I softly pushed the large clock back into her place in the dining room. I’ve yet to touch it again, as she’s clearly comfortable there, regardless of dust underneath. The verticals only ever fall out when roused by walking through them or they catch on each other when I open them. The poker clock hasn’t moved since. We’re at peace though I wish Dead Aunt could like, play cards or something.

-CJ

blah blah workspeak

June 8, 2010

“This customer is asking for a chair upholstered in calf leather…”

“What?! Like baby cow skin?”

“I have no idea.”

“Did you tell her we’re all out but we’ll send her some baby seal samples?”

*maniacal laughter on my part, recap first half of story to approaching co-worker*

“You should just offer her some baby seal skin.”

*baaaaaaaaaahahahahahahahaha*

“Oh, we’re carpooling on the ride to hell.”

-CJ

Working from the main office once a week, I make a lot of calls to the people I’m used to working with in our little step-child office in OC. I ring my friend to get a quick e-mail address.

“Trader Joe’s, this is Bob.”
I don’t miss a beat. Bob, do you carry many varieties of vaginal cream?
“We do, they’re on aisle five, by the Depends.”
And are those Depends organic?
“Oh yes, they’re recycled, actually.”

Because at 25, genitals and poop are still hilarious.

-CJ

nerves no longer

April 27, 2010

Endeavor #1: FAIL

Sadly, I saw that train approaching last week when it aaallll went to shit.

-CJ

in a week

April 23, 2010

Last Thursday, I had to plead guilty* to misdemeanor battery charges and was sentenced to over $1,300 in fines, three years of probation and twelve weeks of anger management. Get this: I didn’t do a fuckin’ thing.
- - - -
*Tasks to perform*:
**A.** Answer these about the blog excerpt:
(i) What material did the customer want her chair upholstered in?
(ii) On which aisle does Bob say the vaginal cream is?
(iii) How many weeks of anger management was the writer sentenced to?
**B.** Retype the blog excerpt from "Sadly, I saw" to "a fuckin’ thing.".
The listing that comes next is unrelated to the blog excerpt.

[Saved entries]
- - - -
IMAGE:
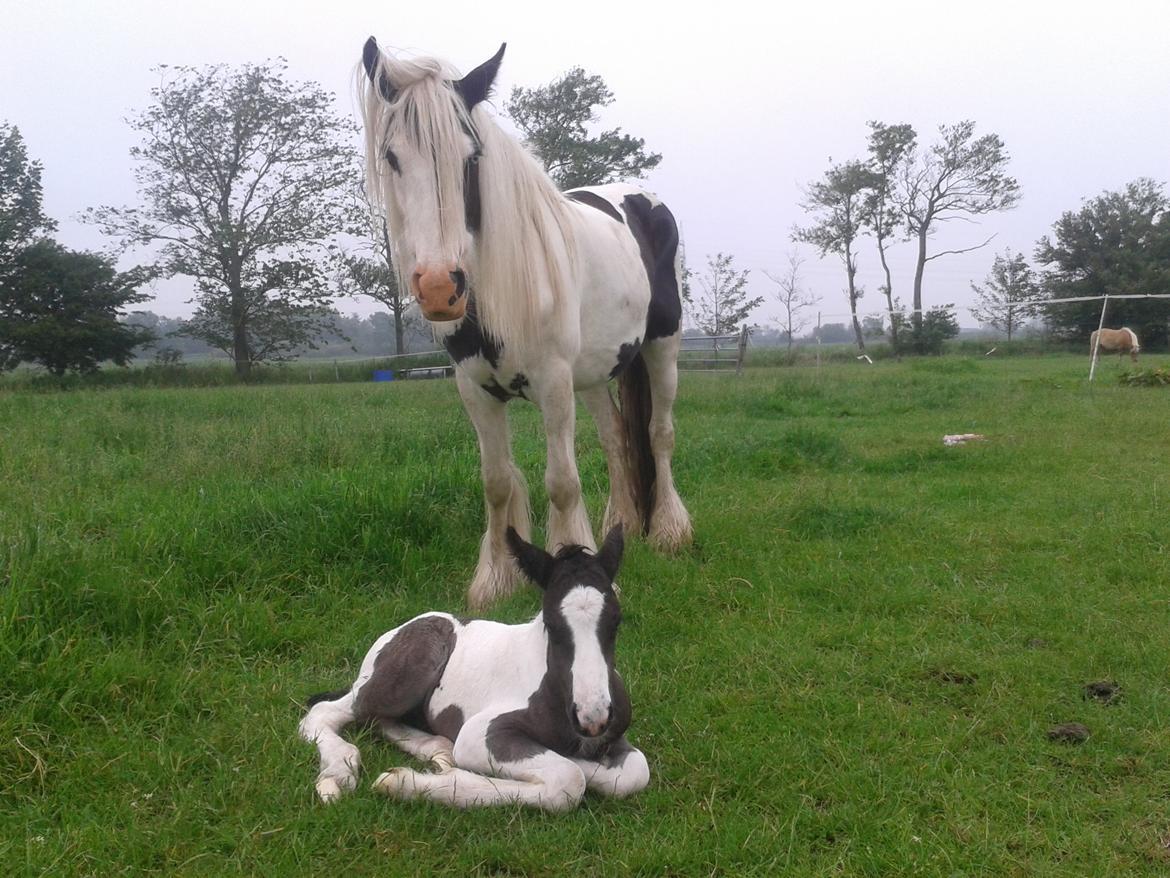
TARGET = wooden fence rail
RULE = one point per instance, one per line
(714, 352)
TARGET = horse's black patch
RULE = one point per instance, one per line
(594, 200)
(626, 354)
(392, 160)
(515, 388)
(517, 385)
(497, 390)
(406, 670)
(447, 722)
(656, 233)
(470, 341)
(473, 211)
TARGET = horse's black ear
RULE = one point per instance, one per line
(370, 56)
(534, 561)
(610, 556)
(476, 86)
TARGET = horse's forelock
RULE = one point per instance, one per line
(524, 261)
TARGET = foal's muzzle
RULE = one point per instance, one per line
(591, 724)
(441, 292)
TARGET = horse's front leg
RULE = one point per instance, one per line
(504, 493)
(568, 519)
(623, 772)
(513, 769)
(620, 508)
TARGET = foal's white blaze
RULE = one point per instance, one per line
(582, 609)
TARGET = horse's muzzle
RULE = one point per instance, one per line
(592, 724)
(441, 293)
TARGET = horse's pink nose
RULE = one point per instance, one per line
(441, 292)
(593, 722)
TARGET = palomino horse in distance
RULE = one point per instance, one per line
(531, 713)
(535, 294)
(1123, 341)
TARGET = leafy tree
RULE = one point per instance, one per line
(722, 302)
(1010, 282)
(928, 334)
(555, 122)
(795, 300)
(959, 177)
(1117, 244)
(243, 178)
(60, 309)
(889, 148)
(838, 201)
(374, 276)
(21, 218)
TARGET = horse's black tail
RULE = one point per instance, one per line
(634, 392)
(325, 697)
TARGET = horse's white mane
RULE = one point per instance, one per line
(524, 265)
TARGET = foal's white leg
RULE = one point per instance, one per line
(568, 519)
(504, 493)
(420, 745)
(620, 508)
(620, 775)
(339, 759)
(544, 780)
(669, 522)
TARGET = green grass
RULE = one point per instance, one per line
(851, 672)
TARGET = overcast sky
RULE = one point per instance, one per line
(747, 104)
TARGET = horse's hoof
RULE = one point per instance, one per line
(330, 790)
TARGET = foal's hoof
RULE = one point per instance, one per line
(330, 789)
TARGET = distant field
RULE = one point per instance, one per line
(852, 672)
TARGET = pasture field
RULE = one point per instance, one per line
(851, 672)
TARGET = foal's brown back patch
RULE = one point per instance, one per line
(406, 670)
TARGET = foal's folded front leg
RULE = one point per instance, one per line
(514, 770)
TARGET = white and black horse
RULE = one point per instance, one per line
(531, 713)
(536, 294)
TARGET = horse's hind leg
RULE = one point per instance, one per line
(669, 522)
(620, 507)
(339, 760)
(504, 493)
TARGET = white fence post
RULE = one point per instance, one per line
(1096, 342)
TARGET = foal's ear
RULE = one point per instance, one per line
(610, 555)
(370, 56)
(476, 86)
(534, 561)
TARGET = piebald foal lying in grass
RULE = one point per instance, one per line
(531, 713)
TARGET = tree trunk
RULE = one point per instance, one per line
- - - -
*Solution set*:
**A.**
(i) Calf leather
(ii) Aisle five
(iii) Twelve

**B.**
Sadly, I saw that train approaching last week when it aaallll went to shit.

-CJ

in a week

April 23, 2010

Last Thursday, I had to plead guilty* to misdemeanor battery charges and was sentenced to over $1,300 in fines, three years of probation and twelve weeks of anger management. Get this: I didn’t do a fuckin’ thing.